§ **Aim of the task**:
Revise the data below by replacing every occurrence of "put a point on" with "mark" and leaving all other text unchanged. Omit the pictures from the revised version.

(Items from a data source)
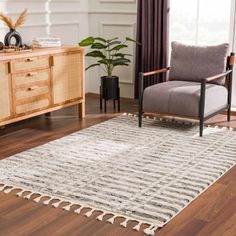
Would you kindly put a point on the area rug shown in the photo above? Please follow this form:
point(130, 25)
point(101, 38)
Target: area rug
point(147, 175)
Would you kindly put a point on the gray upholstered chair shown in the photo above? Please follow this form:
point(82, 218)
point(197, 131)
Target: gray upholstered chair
point(199, 85)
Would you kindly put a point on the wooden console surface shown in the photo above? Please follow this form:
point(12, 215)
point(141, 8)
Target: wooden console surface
point(40, 81)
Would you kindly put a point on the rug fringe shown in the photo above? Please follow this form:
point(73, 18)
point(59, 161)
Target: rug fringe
point(29, 194)
point(151, 230)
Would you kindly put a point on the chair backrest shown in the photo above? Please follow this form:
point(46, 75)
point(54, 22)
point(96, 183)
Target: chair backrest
point(194, 63)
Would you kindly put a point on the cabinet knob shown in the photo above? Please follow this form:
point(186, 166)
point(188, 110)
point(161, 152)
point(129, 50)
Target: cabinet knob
point(32, 74)
point(30, 59)
point(32, 88)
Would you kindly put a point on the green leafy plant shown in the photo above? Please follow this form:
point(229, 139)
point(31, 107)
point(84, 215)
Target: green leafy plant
point(108, 52)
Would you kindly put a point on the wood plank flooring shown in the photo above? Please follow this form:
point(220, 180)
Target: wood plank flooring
point(212, 214)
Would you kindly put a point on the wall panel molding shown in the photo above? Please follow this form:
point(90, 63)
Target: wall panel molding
point(118, 1)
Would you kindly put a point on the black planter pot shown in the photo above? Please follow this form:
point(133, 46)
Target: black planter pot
point(110, 90)
point(13, 34)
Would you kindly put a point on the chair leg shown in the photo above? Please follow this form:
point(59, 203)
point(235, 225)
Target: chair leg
point(229, 115)
point(201, 126)
point(140, 118)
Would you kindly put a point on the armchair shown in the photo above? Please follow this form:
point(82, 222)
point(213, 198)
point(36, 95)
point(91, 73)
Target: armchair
point(199, 85)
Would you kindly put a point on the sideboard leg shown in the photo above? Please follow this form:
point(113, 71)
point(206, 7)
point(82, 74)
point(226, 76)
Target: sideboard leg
point(82, 110)
point(48, 114)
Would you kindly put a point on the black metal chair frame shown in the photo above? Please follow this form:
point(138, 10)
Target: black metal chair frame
point(229, 77)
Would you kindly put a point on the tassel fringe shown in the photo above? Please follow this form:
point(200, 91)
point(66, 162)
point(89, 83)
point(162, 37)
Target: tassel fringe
point(89, 213)
point(29, 194)
point(151, 230)
point(67, 208)
point(124, 223)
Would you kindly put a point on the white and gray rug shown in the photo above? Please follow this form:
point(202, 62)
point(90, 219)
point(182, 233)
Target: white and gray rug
point(146, 174)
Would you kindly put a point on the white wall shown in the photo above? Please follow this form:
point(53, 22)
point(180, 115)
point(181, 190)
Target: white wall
point(73, 20)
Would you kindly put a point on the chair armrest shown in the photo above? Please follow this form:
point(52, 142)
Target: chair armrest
point(156, 72)
point(212, 78)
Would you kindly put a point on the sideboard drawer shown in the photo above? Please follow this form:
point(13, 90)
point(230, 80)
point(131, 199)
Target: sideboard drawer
point(5, 92)
point(31, 77)
point(32, 107)
point(30, 64)
point(31, 92)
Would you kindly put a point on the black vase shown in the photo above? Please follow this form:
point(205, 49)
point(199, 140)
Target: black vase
point(110, 87)
point(13, 34)
point(110, 90)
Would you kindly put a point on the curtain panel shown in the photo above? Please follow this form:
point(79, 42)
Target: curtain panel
point(153, 34)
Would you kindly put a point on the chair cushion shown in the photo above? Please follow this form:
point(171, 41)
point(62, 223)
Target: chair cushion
point(182, 98)
point(193, 63)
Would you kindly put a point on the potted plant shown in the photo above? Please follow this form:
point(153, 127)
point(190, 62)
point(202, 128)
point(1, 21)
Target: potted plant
point(108, 55)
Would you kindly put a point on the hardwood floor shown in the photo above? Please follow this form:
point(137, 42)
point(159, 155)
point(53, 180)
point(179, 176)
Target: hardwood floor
point(212, 214)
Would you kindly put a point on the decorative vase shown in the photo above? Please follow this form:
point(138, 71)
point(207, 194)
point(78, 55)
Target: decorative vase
point(13, 34)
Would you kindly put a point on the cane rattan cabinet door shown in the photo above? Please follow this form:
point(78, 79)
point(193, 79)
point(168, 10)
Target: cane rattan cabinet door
point(5, 91)
point(67, 74)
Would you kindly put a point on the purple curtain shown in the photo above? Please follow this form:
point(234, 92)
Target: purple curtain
point(153, 34)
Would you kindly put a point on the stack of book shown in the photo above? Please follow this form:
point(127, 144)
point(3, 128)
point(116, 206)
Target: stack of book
point(46, 42)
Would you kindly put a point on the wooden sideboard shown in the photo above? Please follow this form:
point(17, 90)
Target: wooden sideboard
point(40, 81)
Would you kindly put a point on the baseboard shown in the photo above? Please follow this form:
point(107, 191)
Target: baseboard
point(96, 95)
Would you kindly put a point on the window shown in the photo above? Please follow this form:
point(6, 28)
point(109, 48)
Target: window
point(200, 21)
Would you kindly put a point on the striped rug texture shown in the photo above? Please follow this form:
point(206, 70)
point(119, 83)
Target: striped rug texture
point(147, 175)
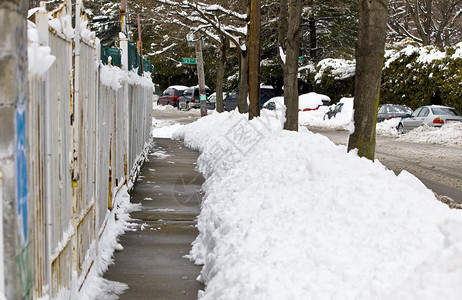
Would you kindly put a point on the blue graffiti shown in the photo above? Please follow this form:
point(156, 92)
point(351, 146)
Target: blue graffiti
point(21, 169)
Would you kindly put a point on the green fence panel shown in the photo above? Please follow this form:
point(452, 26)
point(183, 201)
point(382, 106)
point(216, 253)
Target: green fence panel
point(134, 60)
point(114, 53)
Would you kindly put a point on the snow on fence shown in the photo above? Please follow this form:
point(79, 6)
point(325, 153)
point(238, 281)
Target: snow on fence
point(88, 128)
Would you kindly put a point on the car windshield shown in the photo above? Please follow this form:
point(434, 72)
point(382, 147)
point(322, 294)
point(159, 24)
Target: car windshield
point(445, 111)
point(398, 109)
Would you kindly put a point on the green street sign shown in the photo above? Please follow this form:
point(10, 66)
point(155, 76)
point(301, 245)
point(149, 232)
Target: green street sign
point(188, 60)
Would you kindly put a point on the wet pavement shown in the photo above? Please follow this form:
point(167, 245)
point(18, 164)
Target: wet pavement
point(152, 263)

§ **Response to the exercise**:
Would you kindly mark the area rug shown in the photo above? Please follow this form:
point(130, 25)
point(101, 38)
Target: area rug
point(147, 175)
Would you kindly mark the gray upholstered chair shown in the photo above? Please follow this form:
point(82, 218)
point(197, 131)
Target: gray upholstered chair
point(199, 85)
Would you kindly mark the wooden console surface shown in the photo above? Please follow this form:
point(12, 215)
point(141, 8)
Target: wooden console surface
point(40, 81)
Would you kindly mark the rug fringe shown in the photo above? Please follow this form:
point(73, 18)
point(59, 161)
Target: rug fringe
point(29, 194)
point(151, 230)
Would you kindly mark the chair backrest shown in the photo above? Please follow this form:
point(46, 75)
point(54, 22)
point(96, 183)
Target: chair backrest
point(194, 63)
Would you kindly mark the cabinet knob shown in the photo above? Please follow this form:
point(186, 166)
point(188, 110)
point(161, 152)
point(129, 50)
Target: cabinet knob
point(32, 74)
point(30, 59)
point(32, 88)
Would you kindly mark the green leafy plant shown in the photo above? Please follow this form:
point(229, 139)
point(31, 107)
point(84, 215)
Target: green leafy plant
point(108, 52)
Would you kindly mark the wood plank flooring shown in the photo above? Please follow this form:
point(220, 180)
Target: wood plank flooring
point(212, 214)
Would you kindly mark the wall panel molding shown in the photo above? Please follow this form:
point(90, 63)
Target: wall panel molding
point(118, 1)
Would you kindly mark the black planter pot shown in the photo above? Please follow this form:
point(133, 46)
Target: black planter pot
point(110, 90)
point(13, 34)
Would you kindly mark the chair leg shown in the photo above? Please follow this form:
point(59, 203)
point(235, 225)
Target: chair leg
point(229, 115)
point(201, 126)
point(140, 118)
Would you kindly mark the armchair shown in the photo above? Please follow this form:
point(82, 222)
point(213, 198)
point(36, 95)
point(91, 73)
Target: armchair
point(199, 85)
Would you kindly mark the sideboard leg shown in the photo above? Please follow this form:
point(113, 71)
point(206, 7)
point(82, 74)
point(226, 76)
Target: sideboard leg
point(82, 110)
point(48, 114)
Would you kindly mark the black metal chair frame shown in the photo above? Please follow this form:
point(138, 10)
Target: black metal chair frame
point(229, 77)
Would you kindly mark the tassel fringe shown in the photo above? Please follow this form:
point(200, 91)
point(66, 162)
point(89, 83)
point(162, 37)
Target: tassel fringe
point(89, 213)
point(29, 194)
point(151, 230)
point(67, 208)
point(124, 223)
Would you kindly mark the white and gray rug shown in the photo above? Please follow this form:
point(202, 62)
point(90, 219)
point(182, 233)
Target: white and gray rug
point(146, 174)
Would you kindly mark the white wall shown in the photo above? Please follow this form:
point(53, 22)
point(180, 115)
point(181, 190)
Target: white wall
point(73, 20)
Would you kindly mark the chair armrest shown in the photo above? Please follow this form:
point(52, 142)
Target: chair armrest
point(156, 72)
point(212, 78)
Would you kindly mark the sideboard drawer shown in the photo above? Please follow this form:
point(13, 90)
point(230, 80)
point(131, 199)
Target: sideboard drawer
point(5, 92)
point(31, 77)
point(32, 107)
point(30, 64)
point(31, 92)
Would you kindly mark the black vase shown in the photo above? Please follow this form:
point(205, 49)
point(199, 140)
Target: black vase
point(110, 87)
point(13, 34)
point(110, 90)
Would you kindly mark the curtain panel shown in the photo above? Please follow this form:
point(79, 42)
Target: curtain panel
point(153, 34)
Would you kindly mark the chair cushion shown in the photo above? Please follow this form:
point(171, 41)
point(62, 223)
Target: chair cushion
point(182, 98)
point(193, 63)
Would you kindly mark the potted plant shown in the photo above? Please follow this form:
point(153, 127)
point(190, 62)
point(202, 128)
point(1, 21)
Target: potted plant
point(108, 55)
Would you kindly mark the hardwood floor shown in the photo above? Please follow this form:
point(137, 42)
point(159, 155)
point(53, 180)
point(179, 176)
Target: hardwood floor
point(212, 214)
Would you kindly mark the decorative vase shown in the photo above? Please follow this form:
point(138, 71)
point(207, 194)
point(78, 55)
Target: decorative vase
point(13, 34)
Would you kindly mark the cane rattan cabinet door shown in the photo above? Please follow this form:
point(78, 79)
point(193, 79)
point(168, 10)
Target: cane rattan cabinet door
point(5, 91)
point(67, 74)
Would you kindly mark the purple curtain shown in the photo above? Please follow this form:
point(234, 92)
Target: purple curtain
point(153, 34)
Would you kindly mark the stack of book shown in the photo above? Please follow this form:
point(127, 144)
point(3, 128)
point(116, 206)
Target: stack of book
point(46, 42)
Would you kindly mark the wooden sideboard shown in the photo above? Please follow this form:
point(17, 90)
Target: wooden sideboard
point(40, 81)
Would you kindly mark the baseboard shown in the photo above? Please follow this form:
point(107, 191)
Target: baseboard
point(96, 95)
Would you kindly mark the window shown in the photo above? Please follow this form:
point(6, 28)
point(109, 48)
Target: window
point(200, 21)
Would you kindly mark the striped rug texture shown in the photo above? Please follow this form:
point(206, 70)
point(119, 83)
Target: striped rug texture
point(147, 175)
Would you kindly mark the blue graffiti shown in the photo above? Please follow this form:
point(156, 92)
point(351, 146)
Target: blue graffiti
point(21, 169)
Would you kindly mark the green fence panel shown in the photo above? Please follow this form:
point(452, 26)
point(183, 201)
point(382, 106)
point(216, 253)
Target: green fence panel
point(134, 60)
point(114, 53)
Would you kindly mark the snow on fence shown in the photo above? Please follow this form:
point(79, 6)
point(325, 153)
point(238, 281)
Target: snow on fence
point(88, 128)
Would you kindly mark the car windshield shown in the photo above? Please follow this form:
point(434, 72)
point(382, 147)
point(322, 294)
point(159, 24)
Target: car windshield
point(445, 111)
point(398, 109)
Would you kindly mark the green street sign shown in the photo above? Please follow this form:
point(10, 66)
point(155, 76)
point(301, 245)
point(149, 232)
Target: green street sign
point(188, 60)
Would you kindly mark the wet pavement shown in the photo above? Please follow this form:
point(167, 245)
point(18, 164)
Target: wet pavement
point(152, 263)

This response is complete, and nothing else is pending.